» **DESCRIPTION OF THE TASK**:
Answer with a single number stating how many lines of the entries below include the string "written".

» **DATA SHOWN**:
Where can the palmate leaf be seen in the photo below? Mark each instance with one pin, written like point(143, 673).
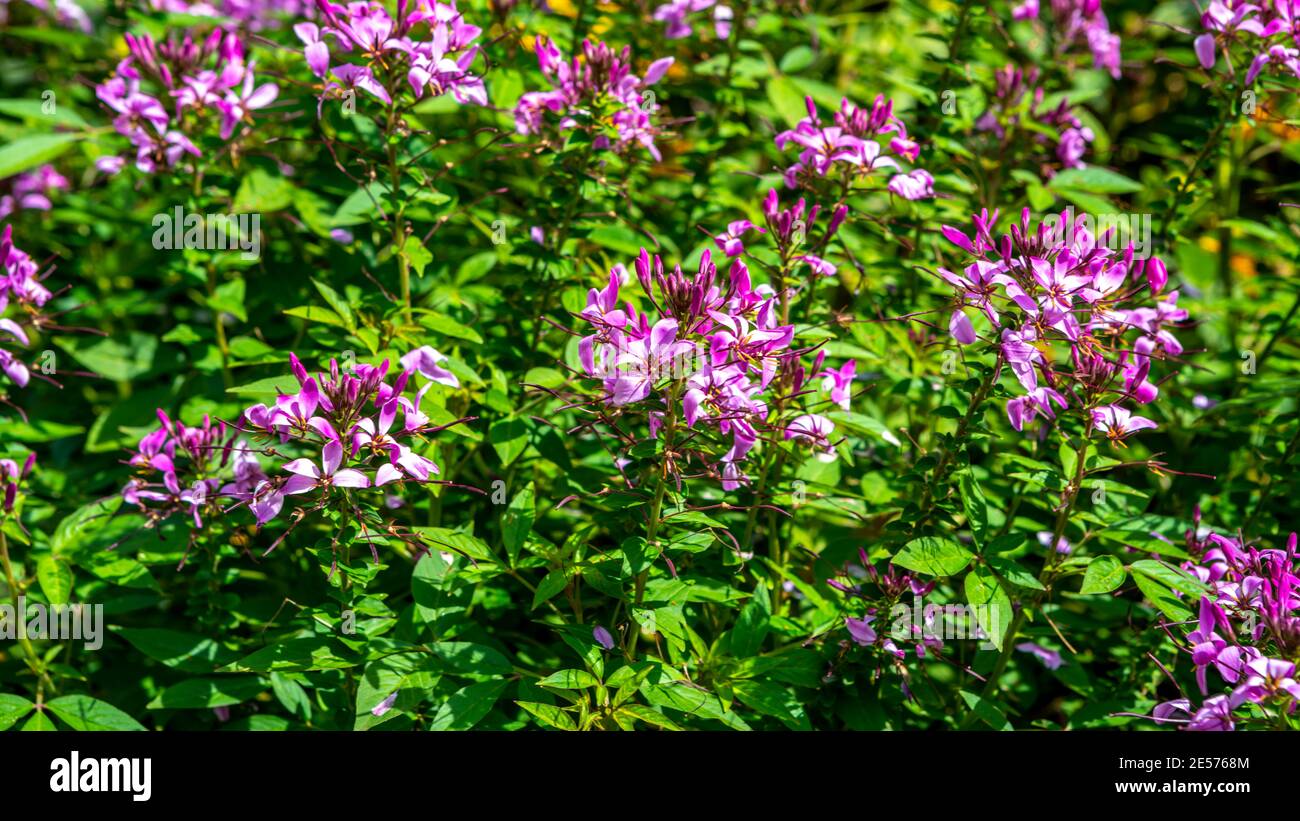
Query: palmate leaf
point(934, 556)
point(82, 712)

---

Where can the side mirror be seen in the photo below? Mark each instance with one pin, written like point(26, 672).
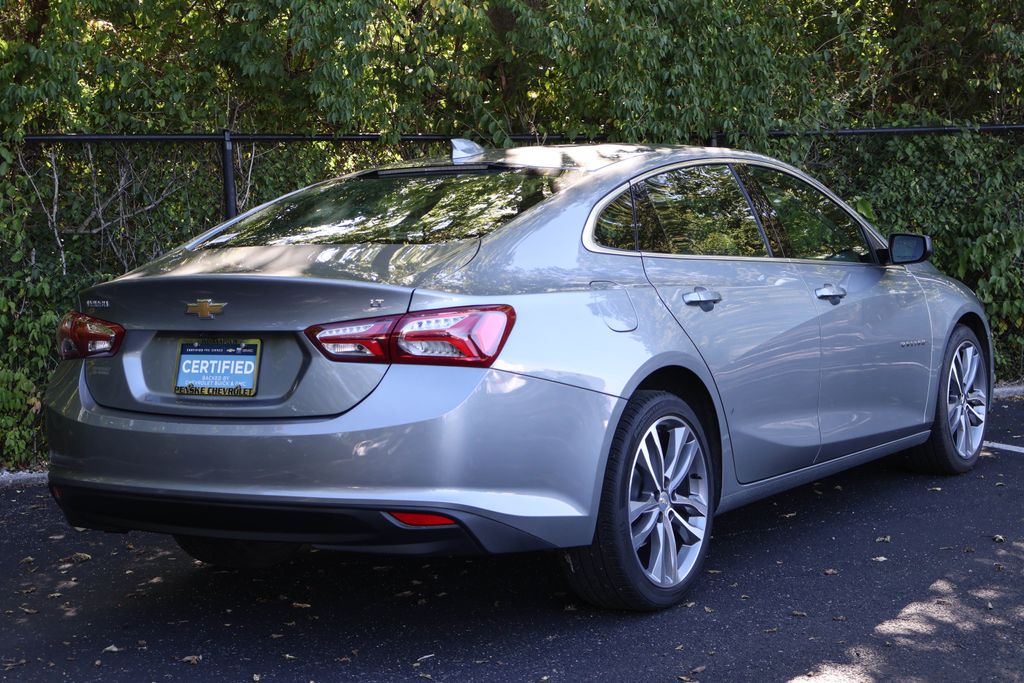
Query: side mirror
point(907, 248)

* * *

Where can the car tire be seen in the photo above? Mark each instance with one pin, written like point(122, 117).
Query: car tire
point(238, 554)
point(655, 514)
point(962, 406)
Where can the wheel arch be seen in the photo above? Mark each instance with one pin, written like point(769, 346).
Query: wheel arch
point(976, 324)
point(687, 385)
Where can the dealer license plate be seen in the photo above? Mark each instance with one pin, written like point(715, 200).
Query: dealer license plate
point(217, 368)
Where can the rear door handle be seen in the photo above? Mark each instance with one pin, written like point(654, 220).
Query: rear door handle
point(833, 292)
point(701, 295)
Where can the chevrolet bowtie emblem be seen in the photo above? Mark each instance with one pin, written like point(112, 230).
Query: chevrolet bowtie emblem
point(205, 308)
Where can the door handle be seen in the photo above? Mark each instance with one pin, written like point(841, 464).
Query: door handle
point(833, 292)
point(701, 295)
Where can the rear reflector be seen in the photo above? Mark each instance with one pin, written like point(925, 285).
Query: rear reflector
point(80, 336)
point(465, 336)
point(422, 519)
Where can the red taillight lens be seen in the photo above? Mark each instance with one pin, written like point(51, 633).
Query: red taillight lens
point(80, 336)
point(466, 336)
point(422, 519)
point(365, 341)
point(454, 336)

» **TASK SOLUTION**:
10